What to work on →
1 – In the lecture announcement, how will the equality in the Tamagawa number formula be deduced, and how is the algebro-geometric proof of the underlying identification carried out? Answer in one to three sentences.
2 – Do these statements agree with the lecture announcement? (a) The lecture was scheduled for February 17th, 2017. (b) The identification of H^*(Bun_G) makes sense only over a finite field. (c) The work presented was done jointly with Jacob Lurie. Answer yes or no for each, quoting the deciding words.
3 – List every space whose cohomology the lecture announcement mentions.

::: Selection

The spring 2017 iteration of the Ellis R. Kolchin Memorial Lecture will be delivered by Prof. Dennis Gaitsgory (Harvard) on Friday, February 17th, 2017. Prof. Gaitsgory will give the following lecture:

“The Tamagawa number formula over function fields”

Let X be a curve over a finite field and let G be a semisimple algebraic group. The Tamagawa number formula can be interpreted as saying that the number of isomorphism classes of G-bundles on X (each counted with the multiplicity equal to 1/{order of the group of automorphisms}) equals the Euler product where each closed point x of X contributes 1/|G(k_x)|, where k_x is the residue field at x. We will deduce this equality from interpreting the cohomology of the moduli space Bun_G of G-bundles on X as a ‘continuous tensor product’ (technically, chiral homology) of copies of the cohomology of the classifying space BG of G along X. The latter identification of H^*(Bun_G) makes sense over an arbitrary ground field k, and when k is the field of complex numbers, it amounts to the Atiyah-Bott formula. We will give an algebro-geometric proof by first relating H^*(Bun_G) to the cohomology of the affine Grassmannian, and then performing a fancy version of Koszul/Verdier duality. This is joint work with Jacob Lurie.

::::::
::: Given information

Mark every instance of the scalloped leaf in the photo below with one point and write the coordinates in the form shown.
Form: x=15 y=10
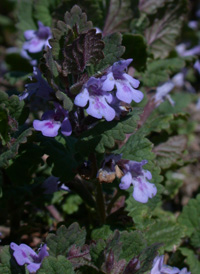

::::::

Answers below →
1 – The equality will be deduced by interpreting the cohomology of the moduli space Bun_G of G-bundles on X as a "continuous tensor product" (technically, chiral homology) of copies of the cohomology of the classifying space BG along X. The proof first relates H^*(Bun_G) to the cohomology of the affine Grassmannian and then performs a fancy version of Koszul/Verdier duality.

2 –
(a) Yes: "on Friday, February 17th, 2017"
(b) No: "makes sense over an arbitrary ground field k"
(c) Yes: "This is joint work with Jacob Lurie."

3 –
- The moduli space Bun_G of G-bundles on X
- The classifying space BG of G
- The affine Grassmannian